* [What you need to do]
A) Print the notes on the designer as moral agent in full, word for word.
B) Return, word for word, the part of the entries that opens with the line containing "Drop one point on every instance of the bright" and runs through the end of the entries, both ends included. Leave the pictures out.

* [Extract to read]
-------------------------

April 23, 2005
Designer as Moral Agent
Notes from discussions on ethics, politics, and organizations from Dick Buchanan's organizational design class:
The first formal discussions about ethics in design were in the mid-90s, but ethics has become a matter we just can't not discuss. It's how we can distinguish between well-done design and design that shouldn't be done. It's about what can be done when we're asked to do work that is questionable. It's about consequences; if there were no consequences to what we design, there'd be no need for ethics.
In discussing ethics, we need to make the distinction between preferences and values, although this can be very difficult. Preferences reside in us. They are personal choices that range from whether one likes chocolate ice cream to whether one believes in the death penalty. Most of the things we run into in the world are preferences, and they have their roots in psychology and culture. Values reside in things in the world. Values spring from two sources: faith and reason.
This of course, brings us to the problem of pluralism. We know there is a pluralism of preferences, but is there a pluralism of values? Is there one truth with many ways of saying it?
Values and preferences gives rise to judgments, and design is about making judgments. Not judgments after the fact, but before. To be a moral agent means to make choices informed by ethics. Thus, designers should be moral agents.
There are four parts to being a moral agent as a designer:
- Personal Morality. In other words, the personal preferences of the designer.

-------------------------

* [Supplied material]
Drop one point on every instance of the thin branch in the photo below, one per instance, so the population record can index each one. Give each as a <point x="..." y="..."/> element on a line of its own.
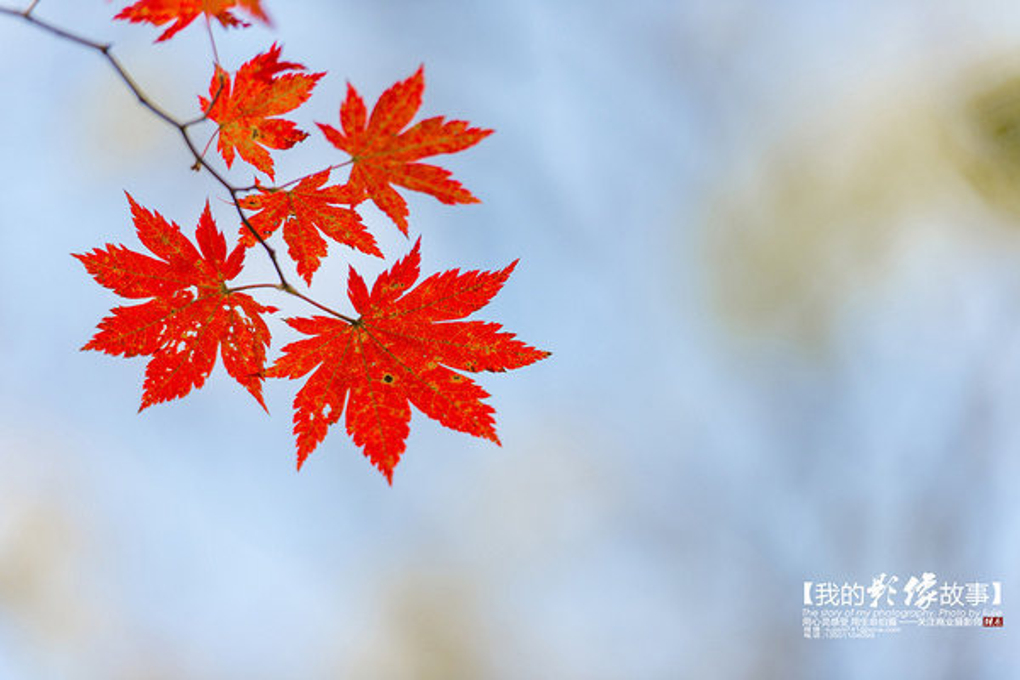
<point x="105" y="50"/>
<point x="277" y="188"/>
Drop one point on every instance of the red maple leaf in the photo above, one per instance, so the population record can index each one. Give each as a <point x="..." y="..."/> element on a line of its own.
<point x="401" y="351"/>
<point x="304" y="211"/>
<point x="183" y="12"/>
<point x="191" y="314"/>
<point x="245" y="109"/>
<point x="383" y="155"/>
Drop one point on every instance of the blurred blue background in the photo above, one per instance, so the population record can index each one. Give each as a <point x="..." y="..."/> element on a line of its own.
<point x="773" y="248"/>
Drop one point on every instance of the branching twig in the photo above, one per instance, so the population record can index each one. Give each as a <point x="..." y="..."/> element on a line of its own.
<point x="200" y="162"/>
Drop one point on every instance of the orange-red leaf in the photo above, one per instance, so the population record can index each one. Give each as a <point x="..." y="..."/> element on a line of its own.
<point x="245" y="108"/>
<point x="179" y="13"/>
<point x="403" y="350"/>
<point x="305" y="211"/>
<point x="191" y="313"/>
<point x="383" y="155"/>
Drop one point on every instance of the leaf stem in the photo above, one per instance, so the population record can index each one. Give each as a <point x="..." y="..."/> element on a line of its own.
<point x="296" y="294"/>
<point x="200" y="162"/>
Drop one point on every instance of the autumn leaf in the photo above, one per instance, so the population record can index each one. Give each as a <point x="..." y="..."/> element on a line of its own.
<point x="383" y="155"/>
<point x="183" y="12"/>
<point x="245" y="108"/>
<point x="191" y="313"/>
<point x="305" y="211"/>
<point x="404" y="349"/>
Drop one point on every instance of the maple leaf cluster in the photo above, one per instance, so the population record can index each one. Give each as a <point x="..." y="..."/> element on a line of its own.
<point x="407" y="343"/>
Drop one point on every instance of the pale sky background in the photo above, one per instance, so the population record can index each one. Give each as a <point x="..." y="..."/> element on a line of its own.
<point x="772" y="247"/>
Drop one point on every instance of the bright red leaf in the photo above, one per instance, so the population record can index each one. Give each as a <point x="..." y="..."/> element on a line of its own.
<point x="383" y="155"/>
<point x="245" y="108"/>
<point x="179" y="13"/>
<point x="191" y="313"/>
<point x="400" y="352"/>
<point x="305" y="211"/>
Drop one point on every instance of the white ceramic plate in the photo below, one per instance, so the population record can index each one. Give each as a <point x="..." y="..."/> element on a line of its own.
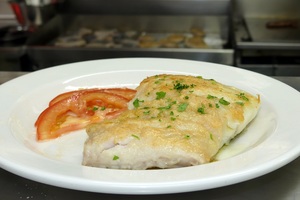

-------------------------

* [Exercise answers]
A)
April 23, 2005
Designer as Moral Agent
Notes from discussions on ethics, politics, and organizations from Dick Buchanan's organizational design class:
The first formal discussions about ethics in design were in the mid-90s, but ethics has become a matter we just can't not discuss. It's how we can distinguish between well-done design and design that shouldn't be done. It's about what can be done when we're asked to do work that is questionable. It's about consequences; if there were no consequences to what we design, there'd be no need for ethics.
In discussing ethics, we need to make the distinction between preferences and values, although this can be very difficult. Preferences reside in us. They are personal choices that range from whether one likes chocolate ice cream to whether one believes in the death penalty. Most of the things we run into in the world are preferences, and they have their roots in psychology and culture. Values reside in things in the world. Values spring from two sources: faith and reason.
This of course, brings us to the problem of pluralism. We know there is a pluralism of preferences, but is there a pluralism of values? Is there one truth with many ways of saying it?
Values and preferences gives rise to judgments, and design is about making judgments. Not judgments after the fact, but before. To be a moral agent means to make choices informed by ethics. Thus, designers should be moral agents.
There are four parts to being a moral agent as a designer:
- Personal Morality. In other words, the personal preferences of the designer.

B)
Drop one point on every instance of the bright red leaf in the photo above, one per instance, so the population record can index each one. Give each as a <point x="..." y="..."/> element on a line of its own.
<point x="383" y="155"/>
<point x="245" y="108"/>
<point x="179" y="13"/>
<point x="191" y="313"/>
<point x="400" y="352"/>
<point x="305" y="211"/>
Drop one point on every instance of the white ceramic plate in the photo below, one per instance, so the population record can index each one. Give each as a <point x="..." y="..."/> element on a line of its own.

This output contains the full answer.